• [Tekstgedeelte]:
● ● ●

De voorzieningenrechter oordeelde dat er onvoldoende bewijs was dat de handelsnaam 't Kwassie bij de overdracht in 2007 aan gedaagde was overgedragen. De rechter merkte op dat de overdracht op basis van mondelinge afspraken was gebeurd en dat partijen hierover niet expliciet hadden gesproken. Bovendien was het aannemelijk dat de overnamesom van € 30.000,= niet alleen betrekking had op de voorraden, maar ook op andere aspecten van de bedrijfsvoering. De rechter concludeerde dat gedaagde de naam 't Kwassie rechtmatig voerde en dat er geen sprake was van inbreuk op het handelsnaamrecht van eiser.

De vorderingen van eiser werden afgewezen en hij werd veroordeeld in de proceskosten van gedaagde, die op € 5.633,= aan advocaatkosten en € 274,= aan griffierecht werden begroot. Dit vonnis is openbaar uitgesproken in aanwezigheid van de griffier.

Uitspraak

vonnis

RECHTBANK AMSTERDAM

Afdeling privaatrecht, voorzieningenrechter civiel
zaaknummer / rolnummer: C/13/543027 / KG ZA 13-681 SP/BB
Vonnis in kort geding van 11 juli 2013
in de zaak van
[eiser], handelend onder de naam
AO-I/’t Kwassie,
wonende te [plaats],
eiser bij dagvaarding van 14 juni 2013,
advocaat mr. F.M. Meis te Zaandam,
tegen
[gedaagde], handelend onder de naam
’t Kwassie en ’t Kwassie XL,
wonende te [plaats],
gedaagde,
advocaat mr. R.C.J. Elte-Hamming te Amsterdam.

● ● ●

• [Verzameld materiaal]:
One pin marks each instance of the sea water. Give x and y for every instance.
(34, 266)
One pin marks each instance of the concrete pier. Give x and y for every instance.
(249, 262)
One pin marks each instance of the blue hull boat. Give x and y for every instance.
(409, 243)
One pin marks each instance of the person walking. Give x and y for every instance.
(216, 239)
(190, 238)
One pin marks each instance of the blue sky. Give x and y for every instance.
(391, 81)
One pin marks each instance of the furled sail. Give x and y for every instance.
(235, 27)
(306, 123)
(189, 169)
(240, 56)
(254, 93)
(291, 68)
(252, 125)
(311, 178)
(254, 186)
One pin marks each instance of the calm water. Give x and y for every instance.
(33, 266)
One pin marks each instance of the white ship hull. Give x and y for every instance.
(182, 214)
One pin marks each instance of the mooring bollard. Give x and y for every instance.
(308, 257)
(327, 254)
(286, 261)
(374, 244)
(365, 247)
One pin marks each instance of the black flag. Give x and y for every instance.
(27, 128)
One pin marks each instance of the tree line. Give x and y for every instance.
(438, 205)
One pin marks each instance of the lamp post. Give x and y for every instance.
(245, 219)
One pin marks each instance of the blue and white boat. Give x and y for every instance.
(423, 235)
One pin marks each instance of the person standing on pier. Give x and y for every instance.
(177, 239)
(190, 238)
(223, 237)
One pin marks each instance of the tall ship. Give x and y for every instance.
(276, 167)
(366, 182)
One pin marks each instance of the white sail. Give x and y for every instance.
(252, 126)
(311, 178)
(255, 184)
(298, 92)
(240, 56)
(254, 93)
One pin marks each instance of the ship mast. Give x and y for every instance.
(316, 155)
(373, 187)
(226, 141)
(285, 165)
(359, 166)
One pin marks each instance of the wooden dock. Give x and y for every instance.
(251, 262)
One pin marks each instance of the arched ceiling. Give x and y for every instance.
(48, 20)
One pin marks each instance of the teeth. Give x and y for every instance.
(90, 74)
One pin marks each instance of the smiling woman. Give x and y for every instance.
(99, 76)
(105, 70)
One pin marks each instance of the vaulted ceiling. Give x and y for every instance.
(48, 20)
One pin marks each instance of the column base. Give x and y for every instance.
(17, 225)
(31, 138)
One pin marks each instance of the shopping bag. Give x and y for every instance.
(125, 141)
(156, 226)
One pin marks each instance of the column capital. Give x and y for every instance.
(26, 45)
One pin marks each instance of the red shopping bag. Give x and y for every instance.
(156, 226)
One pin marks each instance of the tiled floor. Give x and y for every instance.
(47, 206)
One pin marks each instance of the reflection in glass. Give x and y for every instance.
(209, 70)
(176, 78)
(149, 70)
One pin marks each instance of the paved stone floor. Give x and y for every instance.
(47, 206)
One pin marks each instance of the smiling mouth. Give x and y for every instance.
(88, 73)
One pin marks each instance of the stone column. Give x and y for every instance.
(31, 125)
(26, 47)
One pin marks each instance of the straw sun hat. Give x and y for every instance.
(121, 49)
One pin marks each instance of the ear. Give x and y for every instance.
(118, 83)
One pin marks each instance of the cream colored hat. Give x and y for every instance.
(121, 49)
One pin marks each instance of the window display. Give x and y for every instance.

● ● ●

• [Schriftelijke opdrachten]:
a) Vertaal deze zin uit het vonnis over 't Kwassie in het Engels: "De vorderingen van eiser werden afgewezen en hij werd veroordeeld in de proceskosten van gedaagde, die op € 5.633,= aan advocaatkosten en € 274,= aan griffierecht werden begroot."
b) Geef voor elke bewering aan of die klopt met het vonnis over 't Kwassie. Antwoord met ja of nee en citeer de woorden uit het vonnis die de doorslag geven.
(i) De overnamesom bedroeg € 30.000,=.
(ii) Partijen hadden bij de overdracht expliciet over de handelsnaam gesproken.
(iii) Het vonnis in kort geding dateert van 14 juni 2013.
c) Breid het vonnis over 't Kwassie uit met een vervolg dat aansluit op de laatst getoonde regel.
De items zijn afkomstig uit een andere bron.

• [Antwoorden bij opgaven]:
a) The claimant's claims were dismissed and he was ordered to pay the defendant's legal costs, which were assessed at €5,633 in attorney's fees and €274 in court registry fees.

b)
(i) Ja: "de overnamesom van € 30.000,="
(ii) Nee: "partijen hierover niet expliciet hadden gesproken"
(iii) Nee: "Vonnis in kort geding van 11 juli 2013"

c)
Partijen zullen hierna [eiser] en [gedaagde] worden genoemd.

1.De procedure

Ter terechtzitting van 27 juni 2013 heeft [eiser] gesteld en gevorderd overeenkomstig de in fotokopie aan dit vonnis gehechte dagvaarding. [gedaagde] heeft verweer gevoerd met conclusie tot weigering van de gevraagde voorzieningen. Beide partijen hebben producties en pleitnota’s in het geding gebracht.
Na verder debat hebben partijen verzocht vonnis te wijzen.
Ter zitting waren aanwezig:
aan de zijde van [eiser]: [eiser], vergezeld van zijn echtgenote en boekhouder, met mr. Meis;
aan de zijde van [gedaagde]: [gedaagde], vergezeld van haar zoon, met mr. Elte.

2.De feiten

2.1.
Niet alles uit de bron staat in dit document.